AIM 1
In the reverse mortgage commentary below, what does the abbreviation "FIT" stand for?
START EXTRACT TO READ
The upcoming Financial Assessment has many industry professionals concerned the new protocol will decimate our already fragile market share. Only time will tell. Now rewind to 2010 and we can find the first hints of HUD’s move…
Download a transcript of this episode here.
Looking for more reverse mortgage news, commentary and technology? Visit ReverseFocus.com today.
5 Comments
Hmmmmmmmm. Thanks for what you do. Hope is turning into hopeless now, at least for those who have depended upon us to restart their financial engines — and companies lining up for the next government bath are not as positive now, are they? Like the banks, if you need money, you probably won’t get any. But, this is the government, isn’t it? Those with the trading money (equity in their homes) will have to step aside for those on food stamps with no equity at all. Tell me how to get excited now. What I’ve been doing isn’t working.
Warren,
Your comments lately are pathetic. You want us to wallow in your mire.
HECMs are changing because they must. Even though I am nearing 70, I get it!! Those who loved helping needy seniors must either shift or lose heart. It sounds like you are in the latter condition already.
What happens if financial assessment is delayed once again or what if in a few months HUD has second thoughts are you in any kind of condition to move forward?
I really do not care if you are here or not but YOU should! Try not to lose heart until it is clear where we are headed but if you do, so long!!
There are no HUD published stats which allow us to determine how many seniors have been discouraged from doing a HECM by the marginally intrusive counseling look at suitability and to a small degree affordability called the Financial Interview Tool (“FIT”). In fact there are no published stats on counseling provided to the public at all. So all we can state about FIT is what seems subjectively true. Few mass affluent, however, must participate in the counseling segment known as Benefits CheckUp (“BCU”) so since Shannon briefly touched on it, there seems to be no need to do more.
FIT was designed around some financial misconceptions and with no reference to such documents as those used by CFPs in their initial interviews of clients or those used in analyzing credit, capacity, or capital in the forward mortgage world. Per the then leaders at NCOA, the creator of FIT, FIT was designed to be a springboard to look at the holistic future of the counselee with no detailed analysis of the financial situation of the counselee. In the interview, there is no verification of the information and no affirmation from the counselee that the information is accurate to the best knowledge of the counselee and there are absolutely no penalties for intentionally lying. Lender financial assessment is much, much different.
END EXTRACT TO READ
START EXTRACTED RECORDS
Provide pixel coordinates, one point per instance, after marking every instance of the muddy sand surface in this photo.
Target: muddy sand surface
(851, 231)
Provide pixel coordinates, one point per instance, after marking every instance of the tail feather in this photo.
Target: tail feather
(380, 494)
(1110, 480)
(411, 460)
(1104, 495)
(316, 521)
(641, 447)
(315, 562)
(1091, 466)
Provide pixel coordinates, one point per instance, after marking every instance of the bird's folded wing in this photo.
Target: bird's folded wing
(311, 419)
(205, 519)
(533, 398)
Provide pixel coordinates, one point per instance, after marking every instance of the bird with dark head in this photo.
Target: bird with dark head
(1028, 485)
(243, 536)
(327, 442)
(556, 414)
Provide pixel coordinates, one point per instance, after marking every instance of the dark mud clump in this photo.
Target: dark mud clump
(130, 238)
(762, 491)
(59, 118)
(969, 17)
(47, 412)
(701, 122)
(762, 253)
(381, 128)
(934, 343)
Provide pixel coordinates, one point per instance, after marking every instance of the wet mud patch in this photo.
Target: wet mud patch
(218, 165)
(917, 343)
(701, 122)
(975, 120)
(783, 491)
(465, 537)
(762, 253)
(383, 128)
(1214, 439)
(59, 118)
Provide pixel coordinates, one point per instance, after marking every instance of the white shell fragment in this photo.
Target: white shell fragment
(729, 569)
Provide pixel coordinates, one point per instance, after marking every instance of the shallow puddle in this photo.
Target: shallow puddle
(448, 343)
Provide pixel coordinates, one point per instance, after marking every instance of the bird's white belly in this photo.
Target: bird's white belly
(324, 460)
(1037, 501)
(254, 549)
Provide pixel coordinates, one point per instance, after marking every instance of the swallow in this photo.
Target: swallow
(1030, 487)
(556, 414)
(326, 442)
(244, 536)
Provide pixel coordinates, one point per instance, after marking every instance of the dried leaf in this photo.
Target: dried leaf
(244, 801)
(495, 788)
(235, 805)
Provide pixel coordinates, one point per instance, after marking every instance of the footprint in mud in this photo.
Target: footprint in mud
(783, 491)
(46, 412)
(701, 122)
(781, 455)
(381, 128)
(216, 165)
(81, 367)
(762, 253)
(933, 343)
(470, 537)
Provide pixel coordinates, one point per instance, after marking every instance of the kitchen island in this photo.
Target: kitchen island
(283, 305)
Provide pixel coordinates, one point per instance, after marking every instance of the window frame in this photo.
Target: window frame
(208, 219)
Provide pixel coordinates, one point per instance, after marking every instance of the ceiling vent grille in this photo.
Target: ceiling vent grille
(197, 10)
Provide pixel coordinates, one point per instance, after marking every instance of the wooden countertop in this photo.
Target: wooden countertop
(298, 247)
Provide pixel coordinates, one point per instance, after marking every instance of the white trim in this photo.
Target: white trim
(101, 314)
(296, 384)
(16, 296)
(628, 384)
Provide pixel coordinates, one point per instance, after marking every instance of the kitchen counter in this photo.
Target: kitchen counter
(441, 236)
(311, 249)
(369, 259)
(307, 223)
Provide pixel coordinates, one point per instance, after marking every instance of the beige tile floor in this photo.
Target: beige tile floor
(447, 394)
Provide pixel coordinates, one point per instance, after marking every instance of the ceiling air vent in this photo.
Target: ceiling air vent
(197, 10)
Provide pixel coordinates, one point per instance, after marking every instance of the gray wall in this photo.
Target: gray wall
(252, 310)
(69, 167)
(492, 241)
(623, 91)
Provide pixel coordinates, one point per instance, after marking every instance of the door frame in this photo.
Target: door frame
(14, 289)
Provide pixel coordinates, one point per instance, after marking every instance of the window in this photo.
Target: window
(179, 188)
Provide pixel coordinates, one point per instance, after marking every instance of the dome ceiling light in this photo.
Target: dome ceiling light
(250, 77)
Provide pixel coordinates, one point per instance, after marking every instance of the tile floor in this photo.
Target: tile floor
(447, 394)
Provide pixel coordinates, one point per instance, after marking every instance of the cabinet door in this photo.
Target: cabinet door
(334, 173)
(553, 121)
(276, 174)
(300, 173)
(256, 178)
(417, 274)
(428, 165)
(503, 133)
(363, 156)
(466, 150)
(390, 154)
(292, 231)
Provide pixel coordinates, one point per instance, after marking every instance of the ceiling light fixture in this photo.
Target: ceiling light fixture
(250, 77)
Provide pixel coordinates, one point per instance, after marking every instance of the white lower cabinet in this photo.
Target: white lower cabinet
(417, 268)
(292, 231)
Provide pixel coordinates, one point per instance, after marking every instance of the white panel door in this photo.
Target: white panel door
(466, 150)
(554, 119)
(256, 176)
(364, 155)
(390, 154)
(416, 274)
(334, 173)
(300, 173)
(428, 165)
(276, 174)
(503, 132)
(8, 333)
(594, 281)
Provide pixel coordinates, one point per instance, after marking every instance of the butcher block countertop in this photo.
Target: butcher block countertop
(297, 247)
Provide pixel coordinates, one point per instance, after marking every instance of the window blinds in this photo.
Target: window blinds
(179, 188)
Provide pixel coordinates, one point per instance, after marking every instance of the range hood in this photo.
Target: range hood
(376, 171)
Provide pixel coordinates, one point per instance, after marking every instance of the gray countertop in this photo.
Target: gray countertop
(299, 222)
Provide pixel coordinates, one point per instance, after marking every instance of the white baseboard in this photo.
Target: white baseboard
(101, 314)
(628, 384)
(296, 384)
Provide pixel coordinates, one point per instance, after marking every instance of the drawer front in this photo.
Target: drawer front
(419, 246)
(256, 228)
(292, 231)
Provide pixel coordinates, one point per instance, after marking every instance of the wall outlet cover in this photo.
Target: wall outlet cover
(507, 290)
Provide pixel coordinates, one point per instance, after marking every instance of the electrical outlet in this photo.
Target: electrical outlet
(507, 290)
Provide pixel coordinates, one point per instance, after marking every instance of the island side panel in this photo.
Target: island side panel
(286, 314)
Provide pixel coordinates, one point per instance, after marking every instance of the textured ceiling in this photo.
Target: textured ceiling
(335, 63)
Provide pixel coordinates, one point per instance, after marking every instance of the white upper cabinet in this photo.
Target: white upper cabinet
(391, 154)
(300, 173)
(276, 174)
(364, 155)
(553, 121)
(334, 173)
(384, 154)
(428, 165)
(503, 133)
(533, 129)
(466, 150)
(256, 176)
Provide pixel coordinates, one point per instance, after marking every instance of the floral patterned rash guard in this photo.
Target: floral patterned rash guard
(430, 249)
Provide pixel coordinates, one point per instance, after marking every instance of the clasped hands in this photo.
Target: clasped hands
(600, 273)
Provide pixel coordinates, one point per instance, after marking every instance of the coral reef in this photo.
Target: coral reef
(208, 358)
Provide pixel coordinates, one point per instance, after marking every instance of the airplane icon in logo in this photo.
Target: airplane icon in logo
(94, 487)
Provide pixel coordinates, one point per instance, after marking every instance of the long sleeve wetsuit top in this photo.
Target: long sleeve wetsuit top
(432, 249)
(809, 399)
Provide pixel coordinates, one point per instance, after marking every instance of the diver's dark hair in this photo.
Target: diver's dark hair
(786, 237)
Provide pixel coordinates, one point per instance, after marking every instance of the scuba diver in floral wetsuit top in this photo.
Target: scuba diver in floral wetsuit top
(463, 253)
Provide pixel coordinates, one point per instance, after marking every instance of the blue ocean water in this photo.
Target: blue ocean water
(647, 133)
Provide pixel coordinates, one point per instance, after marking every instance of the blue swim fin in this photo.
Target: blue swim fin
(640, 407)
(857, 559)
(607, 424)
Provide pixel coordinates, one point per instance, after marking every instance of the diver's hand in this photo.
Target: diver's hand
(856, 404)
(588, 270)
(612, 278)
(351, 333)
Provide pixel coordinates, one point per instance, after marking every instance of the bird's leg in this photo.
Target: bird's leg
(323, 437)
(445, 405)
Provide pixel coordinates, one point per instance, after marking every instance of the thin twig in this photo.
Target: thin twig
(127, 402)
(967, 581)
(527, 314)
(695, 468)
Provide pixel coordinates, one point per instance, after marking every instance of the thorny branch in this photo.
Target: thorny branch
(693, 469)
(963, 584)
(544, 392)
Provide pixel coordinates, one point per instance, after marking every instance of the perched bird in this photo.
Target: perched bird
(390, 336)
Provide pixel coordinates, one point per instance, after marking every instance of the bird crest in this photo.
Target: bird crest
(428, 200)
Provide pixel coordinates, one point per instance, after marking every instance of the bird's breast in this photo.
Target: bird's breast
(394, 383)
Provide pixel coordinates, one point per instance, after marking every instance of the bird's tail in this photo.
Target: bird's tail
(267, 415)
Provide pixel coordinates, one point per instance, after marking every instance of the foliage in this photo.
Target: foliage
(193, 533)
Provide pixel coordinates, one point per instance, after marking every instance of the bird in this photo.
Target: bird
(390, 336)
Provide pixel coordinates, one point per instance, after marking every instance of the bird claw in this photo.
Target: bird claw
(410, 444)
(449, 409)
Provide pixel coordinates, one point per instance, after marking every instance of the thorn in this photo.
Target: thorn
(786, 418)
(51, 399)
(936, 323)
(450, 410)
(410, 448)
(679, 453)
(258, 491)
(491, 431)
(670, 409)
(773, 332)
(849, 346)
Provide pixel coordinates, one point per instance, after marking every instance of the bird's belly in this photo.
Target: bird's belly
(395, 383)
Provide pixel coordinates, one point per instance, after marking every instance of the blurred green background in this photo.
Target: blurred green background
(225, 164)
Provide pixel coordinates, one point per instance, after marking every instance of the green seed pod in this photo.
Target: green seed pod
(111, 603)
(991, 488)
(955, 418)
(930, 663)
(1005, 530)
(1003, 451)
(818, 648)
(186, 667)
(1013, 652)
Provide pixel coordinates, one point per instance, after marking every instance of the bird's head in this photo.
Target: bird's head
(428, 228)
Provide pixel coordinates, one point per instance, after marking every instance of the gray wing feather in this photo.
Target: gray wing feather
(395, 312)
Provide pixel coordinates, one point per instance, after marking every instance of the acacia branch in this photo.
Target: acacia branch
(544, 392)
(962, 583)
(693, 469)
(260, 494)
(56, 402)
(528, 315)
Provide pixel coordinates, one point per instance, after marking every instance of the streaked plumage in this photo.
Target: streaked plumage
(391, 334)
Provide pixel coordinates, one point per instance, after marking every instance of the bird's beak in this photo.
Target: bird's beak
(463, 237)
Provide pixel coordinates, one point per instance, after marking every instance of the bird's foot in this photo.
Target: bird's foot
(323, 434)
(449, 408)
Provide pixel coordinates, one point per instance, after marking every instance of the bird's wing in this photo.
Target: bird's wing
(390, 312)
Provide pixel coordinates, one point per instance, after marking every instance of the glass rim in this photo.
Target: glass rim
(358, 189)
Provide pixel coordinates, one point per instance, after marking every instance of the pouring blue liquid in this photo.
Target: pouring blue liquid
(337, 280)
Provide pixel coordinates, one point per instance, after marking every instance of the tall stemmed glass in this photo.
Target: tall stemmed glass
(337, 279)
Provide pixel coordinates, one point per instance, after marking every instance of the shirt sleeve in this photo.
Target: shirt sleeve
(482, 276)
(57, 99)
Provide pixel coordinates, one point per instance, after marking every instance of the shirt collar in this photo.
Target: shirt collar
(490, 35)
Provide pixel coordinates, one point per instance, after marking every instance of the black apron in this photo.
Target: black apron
END EXTRACTED RECORDS
AIM 2
Swap "acacia branch" for "thorn branch" wherever it occurs in the records, from the line containing "wing feather in this photo." through the end of the records. Reproduce only those lines, with everything else left unchanged.

FULL SOLUTION 1
Financial Interview Tool

FULL SOLUTION 2
Provide pixel coordinates, one point per instance, after marking every instance of the gray wing feather in this photo.
Target: gray wing feather
(395, 312)
Provide pixel coordinates, one point per instance, after marking every instance of the thorn branch in this photo.
Target: thorn branch
(544, 392)
(962, 583)
(693, 469)
(260, 494)
(56, 402)
(528, 315)
Provide pixel coordinates, one point per instance, after marking every instance of the streaked plumage in this photo.
Target: streaked plumage
(391, 334)
Provide pixel coordinates, one point per instance, after marking every instance of the bird's beak in this photo.
Target: bird's beak
(463, 237)
Provide pixel coordinates, one point per instance, after marking every instance of the bird's foot in this photo.
Target: bird's foot
(323, 434)
(449, 408)
Provide pixel coordinates, one point per instance, after marking every instance of the bird's wing in this photo.
Target: bird's wing
(390, 312)
Provide pixel coordinates, one point per instance, after marking every instance of the glass rim in this photo.
Target: glass rim
(358, 189)
Provide pixel coordinates, one point per instance, after marking every instance of the pouring blue liquid in this photo.
Target: pouring blue liquid
(337, 280)
Provide pixel coordinates, one point per instance, after marking every instance of the tall stemmed glass in this photo.
Target: tall stemmed glass
(337, 279)
Provide pixel coordinates, one point per instance, after marking every instance of the shirt sleeve in this photo.
Target: shirt sleeve
(482, 276)
(57, 99)
Provide pixel coordinates, one point per instance, after marking every instance of the shirt collar in this photo.
Target: shirt collar
(490, 35)
Provide pixel coordinates, one point per instance, after marking every instance of the black apron in this photo.
Target: black apron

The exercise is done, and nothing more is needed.